-- THE REQUEST --
From the line with "seg: metal railing" through the final line, please write out the listing exactly, including both of those lines.

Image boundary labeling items
──────────
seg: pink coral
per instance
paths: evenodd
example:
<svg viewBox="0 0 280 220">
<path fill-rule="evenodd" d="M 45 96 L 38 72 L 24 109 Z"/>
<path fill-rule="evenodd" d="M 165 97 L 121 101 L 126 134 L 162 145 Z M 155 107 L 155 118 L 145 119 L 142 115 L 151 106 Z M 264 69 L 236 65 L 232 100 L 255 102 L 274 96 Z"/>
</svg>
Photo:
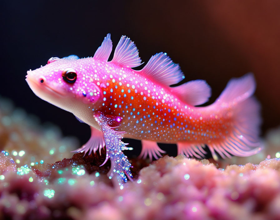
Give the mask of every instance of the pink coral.
<svg viewBox="0 0 280 220">
<path fill-rule="evenodd" d="M 50 154 L 50 149 L 59 151 L 63 139 L 50 141 L 51 130 L 30 127 L 28 116 L 15 120 L 8 113 L 15 110 L 1 107 L 0 142 L 6 143 L 6 151 L 0 153 L 0 219 L 280 219 L 279 159 L 226 167 L 224 162 L 166 156 L 144 167 L 145 161 L 132 158 L 135 178 L 120 188 L 106 175 L 110 162 L 99 167 L 104 151 L 71 158 L 67 152 Z M 13 139 L 15 133 L 22 138 Z M 24 138 L 28 135 L 32 141 Z M 278 142 L 271 141 L 277 138 L 270 137 L 266 145 L 274 145 L 266 153 L 279 156 Z M 49 141 L 48 148 L 42 145 Z M 21 148 L 23 144 L 30 148 Z M 21 156 L 13 153 L 24 150 Z M 31 156 L 38 164 L 31 164 Z M 43 157 L 51 163 L 41 163 Z"/>
</svg>

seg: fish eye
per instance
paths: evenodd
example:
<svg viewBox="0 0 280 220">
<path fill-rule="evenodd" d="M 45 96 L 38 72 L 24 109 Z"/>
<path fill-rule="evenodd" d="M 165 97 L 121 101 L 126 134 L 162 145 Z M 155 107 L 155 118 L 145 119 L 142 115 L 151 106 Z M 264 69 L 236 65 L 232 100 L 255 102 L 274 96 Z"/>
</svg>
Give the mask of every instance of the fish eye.
<svg viewBox="0 0 280 220">
<path fill-rule="evenodd" d="M 51 57 L 49 59 L 49 60 L 48 61 L 48 63 L 47 64 L 49 64 L 51 62 L 54 62 L 56 60 L 59 60 L 59 58 L 57 57 Z"/>
<path fill-rule="evenodd" d="M 62 73 L 62 78 L 67 82 L 74 83 L 77 79 L 77 74 L 73 69 L 67 69 Z"/>
</svg>

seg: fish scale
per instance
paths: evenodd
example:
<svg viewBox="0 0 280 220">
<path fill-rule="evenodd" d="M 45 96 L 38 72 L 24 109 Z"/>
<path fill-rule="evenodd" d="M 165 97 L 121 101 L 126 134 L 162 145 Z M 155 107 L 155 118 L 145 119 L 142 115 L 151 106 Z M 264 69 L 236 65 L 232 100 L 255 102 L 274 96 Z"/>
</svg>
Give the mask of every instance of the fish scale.
<svg viewBox="0 0 280 220">
<path fill-rule="evenodd" d="M 212 104 L 210 87 L 203 80 L 171 85 L 185 78 L 165 53 L 153 56 L 140 70 L 138 50 L 122 36 L 112 60 L 110 35 L 93 57 L 52 58 L 28 71 L 26 80 L 39 97 L 72 113 L 90 126 L 88 141 L 75 152 L 96 152 L 106 145 L 111 167 L 121 185 L 131 179 L 131 164 L 122 151 L 131 149 L 123 138 L 141 140 L 140 155 L 152 159 L 164 152 L 157 142 L 176 143 L 178 153 L 202 158 L 207 146 L 213 158 L 246 156 L 261 149 L 260 106 L 252 96 L 256 84 L 249 73 L 232 79 Z"/>
</svg>

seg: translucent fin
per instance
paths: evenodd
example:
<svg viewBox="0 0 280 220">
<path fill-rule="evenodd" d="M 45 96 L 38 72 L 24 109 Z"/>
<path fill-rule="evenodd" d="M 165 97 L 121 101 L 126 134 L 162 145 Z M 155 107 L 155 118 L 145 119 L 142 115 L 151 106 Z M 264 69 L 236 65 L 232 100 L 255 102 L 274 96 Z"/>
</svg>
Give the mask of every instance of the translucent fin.
<svg viewBox="0 0 280 220">
<path fill-rule="evenodd" d="M 254 76 L 252 73 L 249 73 L 230 80 L 216 102 L 230 104 L 239 102 L 251 97 L 255 89 Z"/>
<path fill-rule="evenodd" d="M 205 145 L 203 144 L 191 144 L 187 142 L 179 142 L 177 144 L 178 154 L 185 154 L 188 157 L 194 156 L 202 159 L 207 152 L 203 149 Z"/>
<path fill-rule="evenodd" d="M 107 175 L 111 178 L 115 175 L 120 184 L 123 182 L 126 182 L 128 178 L 132 179 L 132 177 L 130 170 L 131 164 L 122 151 L 127 148 L 127 144 L 121 140 L 123 133 L 114 131 L 108 124 L 110 119 L 104 116 L 95 117 L 95 119 L 102 129 L 104 137 L 106 144 L 106 160 L 110 158 L 111 162 L 111 168 Z"/>
<path fill-rule="evenodd" d="M 231 80 L 213 105 L 226 109 L 232 118 L 231 131 L 219 142 L 208 143 L 212 154 L 214 150 L 223 158 L 228 153 L 240 157 L 254 154 L 262 149 L 259 140 L 261 120 L 260 106 L 250 97 L 256 87 L 252 74 Z"/>
<path fill-rule="evenodd" d="M 139 156 L 139 157 L 145 158 L 148 155 L 150 160 L 152 161 L 153 156 L 157 160 L 159 157 L 161 157 L 162 156 L 161 153 L 164 153 L 166 152 L 159 148 L 157 142 L 142 140 L 141 141 L 141 142 L 142 143 L 142 150 Z"/>
<path fill-rule="evenodd" d="M 141 64 L 138 50 L 134 42 L 124 36 L 122 36 L 117 45 L 111 62 L 130 68 L 138 67 Z"/>
<path fill-rule="evenodd" d="M 111 39 L 111 35 L 109 33 L 104 38 L 101 45 L 98 48 L 93 58 L 100 61 L 108 61 L 112 51 L 112 44 Z"/>
<path fill-rule="evenodd" d="M 167 86 L 176 84 L 185 77 L 178 64 L 173 62 L 166 53 L 157 53 L 140 71 L 141 74 Z"/>
<path fill-rule="evenodd" d="M 211 88 L 205 80 L 190 81 L 171 90 L 182 100 L 194 106 L 205 103 L 211 96 Z"/>
<path fill-rule="evenodd" d="M 79 59 L 79 57 L 77 55 L 74 55 L 72 54 L 70 55 L 68 57 L 64 57 L 62 58 L 62 59 L 65 59 L 67 60 L 78 60 Z"/>
<path fill-rule="evenodd" d="M 99 149 L 99 153 L 101 154 L 101 149 L 105 146 L 102 132 L 92 126 L 90 126 L 90 130 L 91 135 L 88 142 L 78 149 L 71 152 L 78 153 L 84 152 L 84 155 L 85 155 L 88 151 L 89 154 L 91 153 L 92 151 L 93 153 L 95 153 Z"/>
</svg>

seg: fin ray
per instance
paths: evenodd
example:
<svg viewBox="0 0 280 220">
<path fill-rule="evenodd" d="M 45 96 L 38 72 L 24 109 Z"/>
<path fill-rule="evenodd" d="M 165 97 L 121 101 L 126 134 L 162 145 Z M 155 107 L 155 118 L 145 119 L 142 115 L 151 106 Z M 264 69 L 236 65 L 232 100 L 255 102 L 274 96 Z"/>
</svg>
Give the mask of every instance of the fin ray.
<svg viewBox="0 0 280 220">
<path fill-rule="evenodd" d="M 206 81 L 200 79 L 172 87 L 171 90 L 182 100 L 193 106 L 204 104 L 211 96 L 211 88 Z"/>
<path fill-rule="evenodd" d="M 179 65 L 162 52 L 152 56 L 139 72 L 167 86 L 178 83 L 185 78 Z"/>
<path fill-rule="evenodd" d="M 111 62 L 132 68 L 141 65 L 138 50 L 130 39 L 122 36 L 119 42 Z"/>
<path fill-rule="evenodd" d="M 108 61 L 112 51 L 112 47 L 111 35 L 108 33 L 104 38 L 101 46 L 96 50 L 93 58 L 100 61 Z"/>
</svg>

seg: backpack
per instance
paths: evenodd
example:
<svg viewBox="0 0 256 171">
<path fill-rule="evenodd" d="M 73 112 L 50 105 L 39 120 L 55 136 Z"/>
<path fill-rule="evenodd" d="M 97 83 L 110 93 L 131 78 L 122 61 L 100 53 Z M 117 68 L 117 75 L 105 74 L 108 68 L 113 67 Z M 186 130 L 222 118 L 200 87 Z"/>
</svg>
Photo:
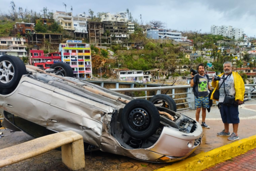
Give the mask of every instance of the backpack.
<svg viewBox="0 0 256 171">
<path fill-rule="evenodd" d="M 206 77 L 207 78 L 207 79 L 208 80 L 208 83 L 209 83 L 209 75 L 208 74 L 205 74 Z M 199 76 L 198 74 L 196 74 L 195 75 L 195 82 L 194 82 L 194 86 L 193 86 L 193 93 L 194 93 L 194 95 L 195 97 L 197 97 L 197 93 L 195 91 L 195 87 L 197 86 L 197 84 L 199 83 Z M 207 87 L 207 89 L 208 89 L 208 87 Z"/>
</svg>

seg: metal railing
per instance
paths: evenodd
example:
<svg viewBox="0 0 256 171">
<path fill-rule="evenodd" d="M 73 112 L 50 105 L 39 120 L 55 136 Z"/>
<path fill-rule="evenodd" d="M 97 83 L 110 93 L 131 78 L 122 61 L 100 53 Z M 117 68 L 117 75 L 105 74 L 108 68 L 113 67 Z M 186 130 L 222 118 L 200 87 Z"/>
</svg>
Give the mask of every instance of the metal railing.
<svg viewBox="0 0 256 171">
<path fill-rule="evenodd" d="M 254 88 L 256 84 L 245 84 L 245 87 L 248 87 L 248 88 L 245 90 L 244 93 L 244 98 L 248 99 L 249 100 L 256 99 L 256 89 Z M 186 93 L 175 93 L 175 90 L 177 89 L 186 89 Z M 161 90 L 172 90 L 172 93 L 170 94 L 167 94 L 167 96 L 172 96 L 174 101 L 185 100 L 185 102 L 177 103 L 176 105 L 181 105 L 184 104 L 188 104 L 188 108 L 184 108 L 182 109 L 177 109 L 177 111 L 181 111 L 186 109 L 195 110 L 195 102 L 194 102 L 194 96 L 192 91 L 192 88 L 189 85 L 187 86 L 166 86 L 166 87 L 150 87 L 150 88 L 125 88 L 125 89 L 111 89 L 112 91 L 118 92 L 141 92 L 145 91 L 146 95 L 146 91 L 157 91 L 157 95 L 161 94 Z M 186 95 L 186 97 L 175 99 L 175 95 Z M 145 99 L 150 98 L 154 96 L 146 96 L 143 97 L 135 97 L 135 99 Z M 218 102 L 216 101 L 217 104 Z"/>
</svg>

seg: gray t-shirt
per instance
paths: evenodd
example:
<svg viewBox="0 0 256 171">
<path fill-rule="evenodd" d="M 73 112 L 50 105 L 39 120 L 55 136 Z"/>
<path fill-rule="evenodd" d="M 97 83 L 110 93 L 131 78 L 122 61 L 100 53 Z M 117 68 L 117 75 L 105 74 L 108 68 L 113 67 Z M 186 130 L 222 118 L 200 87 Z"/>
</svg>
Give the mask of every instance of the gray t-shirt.
<svg viewBox="0 0 256 171">
<path fill-rule="evenodd" d="M 206 97 L 209 95 L 208 84 L 209 81 L 206 74 L 201 76 L 198 74 L 199 76 L 199 83 L 195 86 L 195 92 L 197 93 L 197 97 Z M 194 77 L 194 83 L 195 82 L 195 75 Z"/>
<path fill-rule="evenodd" d="M 228 75 L 225 75 L 226 78 Z M 219 81 L 219 87 L 221 86 L 222 82 L 223 82 L 223 76 L 221 77 L 221 80 Z M 231 74 L 225 80 L 225 83 L 223 83 L 221 87 L 220 88 L 219 91 L 220 91 L 220 99 L 219 99 L 219 102 L 223 103 L 224 101 L 225 98 L 225 92 L 224 92 L 224 84 L 225 84 L 225 90 L 226 91 L 226 94 L 229 96 L 235 96 L 235 83 L 234 83 L 234 76 L 233 74 Z"/>
</svg>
──────────
-- TASK OUTPUT --
seg: metal railing
per instance
paths: evenodd
example:
<svg viewBox="0 0 256 171">
<path fill-rule="evenodd" d="M 73 112 L 50 105 L 39 120 L 55 136 Z"/>
<path fill-rule="evenodd" d="M 97 83 L 110 93 L 131 78 L 122 61 L 100 53 Z M 117 68 L 117 75 L 105 74 L 108 68 L 113 67 Z M 186 130 L 222 118 L 200 87 Z"/>
</svg>
Give the mask of every instance of the metal railing.
<svg viewBox="0 0 256 171">
<path fill-rule="evenodd" d="M 254 88 L 256 84 L 245 84 L 245 87 L 248 87 L 248 88 L 245 90 L 244 93 L 244 98 L 248 99 L 249 100 L 256 99 L 256 89 Z M 186 93 L 175 93 L 175 90 L 177 89 L 186 89 Z M 161 90 L 172 90 L 172 93 L 170 94 L 167 94 L 167 96 L 172 96 L 174 101 L 185 100 L 185 102 L 177 103 L 176 105 L 181 105 L 184 104 L 188 104 L 188 108 L 184 108 L 182 109 L 177 109 L 177 111 L 181 111 L 186 109 L 195 110 L 195 102 L 194 102 L 194 96 L 192 91 L 192 88 L 189 85 L 187 86 L 166 86 L 166 87 L 150 87 L 150 88 L 125 88 L 125 89 L 111 89 L 112 91 L 118 92 L 141 92 L 145 91 L 146 95 L 146 91 L 157 91 L 157 95 L 161 94 Z M 186 95 L 186 97 L 175 99 L 175 95 Z M 145 99 L 150 98 L 154 96 L 146 96 L 143 97 L 135 97 L 135 99 Z M 218 102 L 216 101 L 217 104 Z"/>
</svg>

seg: gray t-shirt
per instance
paths: evenodd
example:
<svg viewBox="0 0 256 171">
<path fill-rule="evenodd" d="M 73 112 L 50 105 L 39 120 L 55 136 Z"/>
<path fill-rule="evenodd" d="M 97 83 L 110 93 L 131 78 L 122 61 L 100 53 Z M 117 68 L 117 75 L 105 74 L 108 68 L 113 67 Z M 186 130 L 222 118 L 200 87 Z"/>
</svg>
Give the mask of every instance of the gray t-shirt.
<svg viewBox="0 0 256 171">
<path fill-rule="evenodd" d="M 206 97 L 209 95 L 208 84 L 209 81 L 206 74 L 201 76 L 198 74 L 199 76 L 199 83 L 195 86 L 195 92 L 197 93 L 197 97 Z M 194 77 L 194 83 L 195 82 L 195 75 Z"/>
<path fill-rule="evenodd" d="M 228 75 L 225 75 L 226 78 Z M 219 81 L 219 87 L 221 86 L 222 82 L 223 82 L 223 76 L 221 77 L 221 80 Z M 231 74 L 225 80 L 225 83 L 223 83 L 221 87 L 220 88 L 219 91 L 220 91 L 220 99 L 219 99 L 219 102 L 223 103 L 224 101 L 225 98 L 225 92 L 224 92 L 224 84 L 225 84 L 225 90 L 226 91 L 226 94 L 229 96 L 235 96 L 235 83 L 234 83 L 234 76 L 233 74 Z"/>
</svg>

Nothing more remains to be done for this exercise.